### TEXTO DA PÁGINA

Carta aos deputados que invocam representar o povo trabalhador na Assembleia da República
É com um sentimento misto, de orgulho e de profunda tristeza, que – na passagem dos 44 anos da aprovação da Constituição Portuguesa – assistimos a ser posto à consideração dos deputados na Assembleia da República a renovação do Estado de Emergência, o qual suspendeu o direito à greve, o direito de reunião e o direito de resistência, aí inscritos.
Orgulho, por termos feito parte daqueles que, nesse ano de elaboração da Constituição, procuraram ser uma voz na Assembleia Constituinte do movimento de fundo que mobilizou todas as camadas da população trabalhadora, de Norte a Sul do país. Nos principais centros fabris e nas aldeias mais remotas eram desmanteladas as instituições da ditadura e criadas formas de organização autónoma, dos sindicatos livres e independentes às Comissões de Trabalhadores e Comissões de Moradores, das Unidades Colectivas de Produção às Cooperativas Agrícolas e de Distribuição.
Orgulho, por termos feito parte daqueles que nos batemos, denodadamente, para que ficassem inscritos na Constituição direitos democráticos e sociais abolidos durante 48 anos, com os contornos que a população trabalhadora mobilizada queria ver nela consignados.

### ENTRADAS APRESENTADAS
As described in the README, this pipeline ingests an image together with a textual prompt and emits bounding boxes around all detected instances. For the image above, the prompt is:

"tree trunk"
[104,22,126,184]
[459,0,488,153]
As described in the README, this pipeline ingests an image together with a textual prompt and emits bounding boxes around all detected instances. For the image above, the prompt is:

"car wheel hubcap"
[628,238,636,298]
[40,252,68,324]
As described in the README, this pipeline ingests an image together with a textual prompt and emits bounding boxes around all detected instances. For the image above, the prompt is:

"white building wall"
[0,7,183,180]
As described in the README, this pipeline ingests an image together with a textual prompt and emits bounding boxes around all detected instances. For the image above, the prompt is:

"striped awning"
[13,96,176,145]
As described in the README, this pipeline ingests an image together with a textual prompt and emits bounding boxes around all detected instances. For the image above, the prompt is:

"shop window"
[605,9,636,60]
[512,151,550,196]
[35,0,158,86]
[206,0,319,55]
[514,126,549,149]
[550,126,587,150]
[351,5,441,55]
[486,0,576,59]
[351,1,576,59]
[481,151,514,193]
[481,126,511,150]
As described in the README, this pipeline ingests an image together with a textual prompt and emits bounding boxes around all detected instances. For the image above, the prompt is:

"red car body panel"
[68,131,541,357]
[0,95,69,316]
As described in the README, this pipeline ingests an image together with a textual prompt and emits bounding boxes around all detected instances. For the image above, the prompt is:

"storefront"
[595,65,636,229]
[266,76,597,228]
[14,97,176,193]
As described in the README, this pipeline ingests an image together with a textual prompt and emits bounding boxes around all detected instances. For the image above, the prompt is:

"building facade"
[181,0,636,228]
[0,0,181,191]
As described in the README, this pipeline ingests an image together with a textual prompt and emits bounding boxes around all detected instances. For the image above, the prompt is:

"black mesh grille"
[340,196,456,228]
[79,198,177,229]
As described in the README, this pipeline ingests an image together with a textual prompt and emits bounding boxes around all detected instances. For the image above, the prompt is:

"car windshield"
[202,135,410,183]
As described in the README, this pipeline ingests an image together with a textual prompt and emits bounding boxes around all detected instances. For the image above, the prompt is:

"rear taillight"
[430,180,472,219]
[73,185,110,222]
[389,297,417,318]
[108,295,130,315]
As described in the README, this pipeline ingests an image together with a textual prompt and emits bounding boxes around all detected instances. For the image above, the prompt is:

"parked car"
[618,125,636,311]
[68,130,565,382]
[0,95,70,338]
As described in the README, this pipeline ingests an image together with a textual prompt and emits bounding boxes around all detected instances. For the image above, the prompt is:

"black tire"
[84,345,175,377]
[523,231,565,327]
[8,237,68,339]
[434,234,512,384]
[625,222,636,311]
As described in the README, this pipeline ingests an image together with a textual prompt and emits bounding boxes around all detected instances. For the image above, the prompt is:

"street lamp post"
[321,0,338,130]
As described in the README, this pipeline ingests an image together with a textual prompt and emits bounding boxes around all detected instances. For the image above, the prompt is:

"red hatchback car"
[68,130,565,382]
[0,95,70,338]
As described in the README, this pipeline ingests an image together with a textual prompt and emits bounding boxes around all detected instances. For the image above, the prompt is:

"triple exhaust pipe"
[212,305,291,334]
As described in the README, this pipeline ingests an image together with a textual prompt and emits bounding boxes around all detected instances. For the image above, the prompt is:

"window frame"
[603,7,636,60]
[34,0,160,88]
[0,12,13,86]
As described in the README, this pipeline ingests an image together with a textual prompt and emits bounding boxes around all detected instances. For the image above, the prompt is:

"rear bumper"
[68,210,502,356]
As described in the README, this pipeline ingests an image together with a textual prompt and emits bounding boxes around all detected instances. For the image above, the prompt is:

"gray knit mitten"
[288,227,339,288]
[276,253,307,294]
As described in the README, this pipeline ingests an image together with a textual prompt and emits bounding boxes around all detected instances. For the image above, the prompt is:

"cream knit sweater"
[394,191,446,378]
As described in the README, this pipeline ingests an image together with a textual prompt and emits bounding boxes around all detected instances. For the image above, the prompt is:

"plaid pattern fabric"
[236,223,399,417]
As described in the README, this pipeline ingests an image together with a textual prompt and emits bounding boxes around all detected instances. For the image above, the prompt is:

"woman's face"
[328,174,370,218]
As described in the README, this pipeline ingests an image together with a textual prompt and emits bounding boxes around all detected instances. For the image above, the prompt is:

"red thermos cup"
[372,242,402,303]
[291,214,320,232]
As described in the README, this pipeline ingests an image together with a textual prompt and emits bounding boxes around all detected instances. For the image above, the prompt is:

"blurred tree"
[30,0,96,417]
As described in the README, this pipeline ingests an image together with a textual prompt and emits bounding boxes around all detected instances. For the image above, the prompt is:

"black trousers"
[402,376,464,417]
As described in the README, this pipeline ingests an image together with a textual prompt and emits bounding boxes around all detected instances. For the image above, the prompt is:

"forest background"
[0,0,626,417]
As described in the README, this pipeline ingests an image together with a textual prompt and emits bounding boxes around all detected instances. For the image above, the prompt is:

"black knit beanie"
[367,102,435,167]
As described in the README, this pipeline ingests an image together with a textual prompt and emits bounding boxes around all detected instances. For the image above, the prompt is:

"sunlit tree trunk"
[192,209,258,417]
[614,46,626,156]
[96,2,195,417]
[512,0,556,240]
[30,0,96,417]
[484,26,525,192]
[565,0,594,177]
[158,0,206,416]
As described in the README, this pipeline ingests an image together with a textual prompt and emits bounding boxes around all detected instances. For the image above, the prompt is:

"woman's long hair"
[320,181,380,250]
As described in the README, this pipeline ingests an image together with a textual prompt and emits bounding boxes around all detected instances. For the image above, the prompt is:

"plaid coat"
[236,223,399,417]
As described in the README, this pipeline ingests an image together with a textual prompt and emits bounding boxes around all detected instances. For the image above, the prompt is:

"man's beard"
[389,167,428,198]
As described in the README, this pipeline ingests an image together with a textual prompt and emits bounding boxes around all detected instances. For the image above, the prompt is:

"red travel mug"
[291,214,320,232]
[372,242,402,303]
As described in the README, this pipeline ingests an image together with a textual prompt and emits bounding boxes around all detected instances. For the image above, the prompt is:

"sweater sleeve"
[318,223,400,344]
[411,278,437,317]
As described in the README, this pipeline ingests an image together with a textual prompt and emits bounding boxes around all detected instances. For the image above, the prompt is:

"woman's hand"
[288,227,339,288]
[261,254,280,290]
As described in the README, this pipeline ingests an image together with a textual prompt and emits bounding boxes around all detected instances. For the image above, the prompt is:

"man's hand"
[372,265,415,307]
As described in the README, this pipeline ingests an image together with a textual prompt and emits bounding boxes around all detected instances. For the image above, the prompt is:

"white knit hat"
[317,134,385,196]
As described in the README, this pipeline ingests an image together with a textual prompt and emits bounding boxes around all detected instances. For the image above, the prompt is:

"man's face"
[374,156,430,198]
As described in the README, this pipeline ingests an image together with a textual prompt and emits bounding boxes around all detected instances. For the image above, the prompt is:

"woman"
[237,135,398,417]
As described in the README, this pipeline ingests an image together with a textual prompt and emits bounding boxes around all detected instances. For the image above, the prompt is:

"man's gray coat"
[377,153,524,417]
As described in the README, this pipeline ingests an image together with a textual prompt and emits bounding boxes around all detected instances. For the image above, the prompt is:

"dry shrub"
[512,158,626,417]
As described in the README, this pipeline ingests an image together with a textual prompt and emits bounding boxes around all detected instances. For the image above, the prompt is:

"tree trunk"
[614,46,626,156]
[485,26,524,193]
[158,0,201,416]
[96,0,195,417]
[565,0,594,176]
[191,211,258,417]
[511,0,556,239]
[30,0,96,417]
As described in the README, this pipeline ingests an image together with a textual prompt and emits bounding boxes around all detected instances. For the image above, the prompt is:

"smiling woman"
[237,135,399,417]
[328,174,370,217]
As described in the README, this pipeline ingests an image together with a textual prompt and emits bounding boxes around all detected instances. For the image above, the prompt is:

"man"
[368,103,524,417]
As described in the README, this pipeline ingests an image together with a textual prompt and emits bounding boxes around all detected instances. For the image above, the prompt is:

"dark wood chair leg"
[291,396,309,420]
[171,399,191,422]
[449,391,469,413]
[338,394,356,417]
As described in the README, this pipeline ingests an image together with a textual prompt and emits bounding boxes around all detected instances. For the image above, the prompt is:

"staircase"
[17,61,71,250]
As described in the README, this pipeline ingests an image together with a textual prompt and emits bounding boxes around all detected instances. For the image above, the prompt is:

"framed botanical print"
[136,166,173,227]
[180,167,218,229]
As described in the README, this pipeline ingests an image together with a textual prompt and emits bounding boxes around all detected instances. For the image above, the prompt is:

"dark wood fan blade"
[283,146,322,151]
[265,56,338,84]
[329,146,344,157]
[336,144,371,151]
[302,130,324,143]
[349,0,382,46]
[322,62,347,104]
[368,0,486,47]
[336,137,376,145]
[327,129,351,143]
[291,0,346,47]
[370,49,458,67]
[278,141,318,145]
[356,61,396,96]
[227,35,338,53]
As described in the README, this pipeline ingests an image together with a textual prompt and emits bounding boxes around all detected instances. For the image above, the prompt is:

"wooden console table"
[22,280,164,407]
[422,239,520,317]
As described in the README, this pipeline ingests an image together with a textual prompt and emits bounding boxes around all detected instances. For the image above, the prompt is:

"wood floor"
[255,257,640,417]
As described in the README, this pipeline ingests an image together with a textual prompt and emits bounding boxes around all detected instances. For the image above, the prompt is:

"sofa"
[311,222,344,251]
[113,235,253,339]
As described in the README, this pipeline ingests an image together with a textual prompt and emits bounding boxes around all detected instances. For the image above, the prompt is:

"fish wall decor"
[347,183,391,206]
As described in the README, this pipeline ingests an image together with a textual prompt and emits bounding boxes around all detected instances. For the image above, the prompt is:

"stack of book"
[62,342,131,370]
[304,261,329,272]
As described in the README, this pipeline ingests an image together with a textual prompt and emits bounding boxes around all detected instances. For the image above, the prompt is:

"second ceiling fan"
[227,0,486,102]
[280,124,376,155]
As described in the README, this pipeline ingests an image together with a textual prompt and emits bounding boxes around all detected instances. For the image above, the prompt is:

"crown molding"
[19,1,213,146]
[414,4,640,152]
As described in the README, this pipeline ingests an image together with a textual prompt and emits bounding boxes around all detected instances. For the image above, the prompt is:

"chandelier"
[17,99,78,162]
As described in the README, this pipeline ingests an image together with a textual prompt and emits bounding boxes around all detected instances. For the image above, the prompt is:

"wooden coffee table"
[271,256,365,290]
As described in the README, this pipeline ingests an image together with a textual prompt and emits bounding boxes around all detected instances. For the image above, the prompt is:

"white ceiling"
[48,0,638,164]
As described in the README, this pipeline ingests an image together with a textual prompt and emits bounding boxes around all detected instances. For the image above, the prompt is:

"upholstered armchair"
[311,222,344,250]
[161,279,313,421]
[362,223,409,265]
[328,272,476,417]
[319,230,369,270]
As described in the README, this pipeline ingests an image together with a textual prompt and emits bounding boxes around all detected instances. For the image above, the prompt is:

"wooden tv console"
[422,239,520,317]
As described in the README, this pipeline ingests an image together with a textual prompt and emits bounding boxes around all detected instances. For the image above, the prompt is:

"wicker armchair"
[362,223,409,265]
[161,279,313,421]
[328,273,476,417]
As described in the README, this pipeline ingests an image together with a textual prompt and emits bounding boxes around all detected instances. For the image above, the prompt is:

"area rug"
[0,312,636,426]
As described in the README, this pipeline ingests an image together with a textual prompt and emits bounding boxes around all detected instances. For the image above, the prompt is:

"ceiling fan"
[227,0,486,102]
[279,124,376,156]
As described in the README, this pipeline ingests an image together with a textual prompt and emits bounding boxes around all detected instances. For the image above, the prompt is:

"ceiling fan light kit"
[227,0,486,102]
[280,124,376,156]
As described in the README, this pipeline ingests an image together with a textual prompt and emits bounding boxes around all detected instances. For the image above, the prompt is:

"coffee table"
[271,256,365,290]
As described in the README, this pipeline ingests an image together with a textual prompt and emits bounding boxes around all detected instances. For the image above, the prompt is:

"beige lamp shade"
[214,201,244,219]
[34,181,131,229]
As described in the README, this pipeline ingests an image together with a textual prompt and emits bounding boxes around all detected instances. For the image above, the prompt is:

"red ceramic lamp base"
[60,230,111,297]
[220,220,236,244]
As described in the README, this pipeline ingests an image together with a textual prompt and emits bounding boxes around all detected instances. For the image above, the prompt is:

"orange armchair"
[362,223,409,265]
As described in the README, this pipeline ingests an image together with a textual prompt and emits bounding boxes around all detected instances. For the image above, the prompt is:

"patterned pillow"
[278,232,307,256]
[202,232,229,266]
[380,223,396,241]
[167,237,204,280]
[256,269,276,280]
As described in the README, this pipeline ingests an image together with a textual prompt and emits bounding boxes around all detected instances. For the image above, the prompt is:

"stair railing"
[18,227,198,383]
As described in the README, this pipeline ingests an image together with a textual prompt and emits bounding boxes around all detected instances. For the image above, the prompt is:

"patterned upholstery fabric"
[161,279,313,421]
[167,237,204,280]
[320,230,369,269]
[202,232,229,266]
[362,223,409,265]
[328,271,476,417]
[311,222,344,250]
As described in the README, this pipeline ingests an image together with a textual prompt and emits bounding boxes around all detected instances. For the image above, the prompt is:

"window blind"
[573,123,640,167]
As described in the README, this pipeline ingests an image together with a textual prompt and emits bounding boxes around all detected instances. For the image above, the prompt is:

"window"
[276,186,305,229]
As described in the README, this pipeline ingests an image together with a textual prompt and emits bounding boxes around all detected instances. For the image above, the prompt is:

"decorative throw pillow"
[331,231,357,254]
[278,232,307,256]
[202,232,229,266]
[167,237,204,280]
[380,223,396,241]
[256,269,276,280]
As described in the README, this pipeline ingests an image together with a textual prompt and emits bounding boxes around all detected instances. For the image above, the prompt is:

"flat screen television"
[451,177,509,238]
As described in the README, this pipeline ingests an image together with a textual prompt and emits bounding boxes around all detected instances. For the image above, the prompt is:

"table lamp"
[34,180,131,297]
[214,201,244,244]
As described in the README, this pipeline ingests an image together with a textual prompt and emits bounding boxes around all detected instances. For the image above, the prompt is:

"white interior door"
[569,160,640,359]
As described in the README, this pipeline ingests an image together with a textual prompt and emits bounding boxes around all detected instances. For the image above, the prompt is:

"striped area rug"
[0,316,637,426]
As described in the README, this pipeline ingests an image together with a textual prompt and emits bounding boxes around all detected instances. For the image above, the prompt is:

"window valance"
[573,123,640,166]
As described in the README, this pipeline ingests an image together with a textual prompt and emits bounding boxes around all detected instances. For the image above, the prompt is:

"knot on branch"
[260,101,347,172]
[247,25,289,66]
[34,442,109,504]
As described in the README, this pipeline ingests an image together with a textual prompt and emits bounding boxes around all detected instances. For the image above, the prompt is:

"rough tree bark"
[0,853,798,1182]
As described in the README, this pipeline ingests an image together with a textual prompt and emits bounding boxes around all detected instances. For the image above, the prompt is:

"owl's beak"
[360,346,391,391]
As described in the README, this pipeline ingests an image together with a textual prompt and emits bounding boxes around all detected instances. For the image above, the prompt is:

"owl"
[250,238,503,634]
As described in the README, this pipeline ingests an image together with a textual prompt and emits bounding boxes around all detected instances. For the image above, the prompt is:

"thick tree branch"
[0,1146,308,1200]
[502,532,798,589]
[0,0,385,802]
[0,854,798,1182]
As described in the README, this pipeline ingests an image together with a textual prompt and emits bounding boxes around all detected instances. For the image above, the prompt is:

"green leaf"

### TAREFAS OBRIGATÓRIAS
1. Podes transcrever da carta aos deputados o trecho que vai de "Carta aos deputados" a "resistência, aí inscritos."?
2. Consegues prolongar a carta aos deputados a partir do ponto em que ela termina?

### LISTA DE RESPOSTAS
1.
Carta aos deputados que invocam representar o povo trabalhador na Assembleia da República
É com um sentimento misto, de orgulho e de profunda tristeza, que – na passagem dos 44 anos da aprovação da Constituição Portuguesa – assistimos a ser posto à consideração dos deputados na Assembleia da República a renovação do Estado de Emergência, o qual suspendeu o direito à greve, o direito de reunião e o direito de resistência, aí inscritos.

2.
Orgulho, por termos feito parte daqueles que ajudaram a inscrever e consignar direitos, como o direito de livre associação sindical, o direito à constituição de Comissões de Trabalhadores e suas atribuições, o direito à greve sem restrições, o direito à Saúde, à Educação Pública e à Segurança Social.
E, ao mesmo tempo, uma profunda tristeza, por estarmos a assistir – num dia que deveria ser de comemoração de uma data que deixou uma marca indelével na vida política e social do nosso país – a um golpe, pondo em causa alguns destes direitos, e que, a ser consumado, poderá ter consequências de enorme gravidade, nos tempos que se perfilam, para a vida e o bem-estar do povo trabalhador do nosso país. Não nos esqueçamos que ele vem no seguimento de derivas autoritárias já assumidas, como a requisição civil dos motoristas de matérias perigosas e dos estivadores do Porto de Lisboa.
Todos temos consciência da situação dramática que se vive em Portugal e no mundo inteiro, acelerada pela pandemia do corona vírus, mas queríamos deixar aqui um apelo, a partir da nossa própria experiência como deputados constituintes, aos deputados dos partidos e forças políticas que invocam representar o povo trabalhador na Assembleia da República.
Tal como não foi possível defender e inscrever os direitos democráticos e sociais na Constituição Portuguesa, através de uma política de unidade nacional – com as forças políticas da direita, vindas ou não da “ala liberal” do antigo Regime – também não é possível, com uma política da mesma natureza, encontrar as respostas para salvar as vidas e tomar as medidas que permitam construir um futuro novo para o país e para a maioria do povo.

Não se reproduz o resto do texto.